PROBLEM TO WORK ON | Write out all of the lines below word for word, changing nothing.

•••

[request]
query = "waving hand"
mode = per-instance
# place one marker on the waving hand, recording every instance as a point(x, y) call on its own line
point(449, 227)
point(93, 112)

•••

EXERCISE SOLUTION |
[request]
query = "waving hand"
mode = per-instance
# place one marker on the waving hand, recording every instance as a point(x, y) call on its own line
point(449, 227)
point(93, 112)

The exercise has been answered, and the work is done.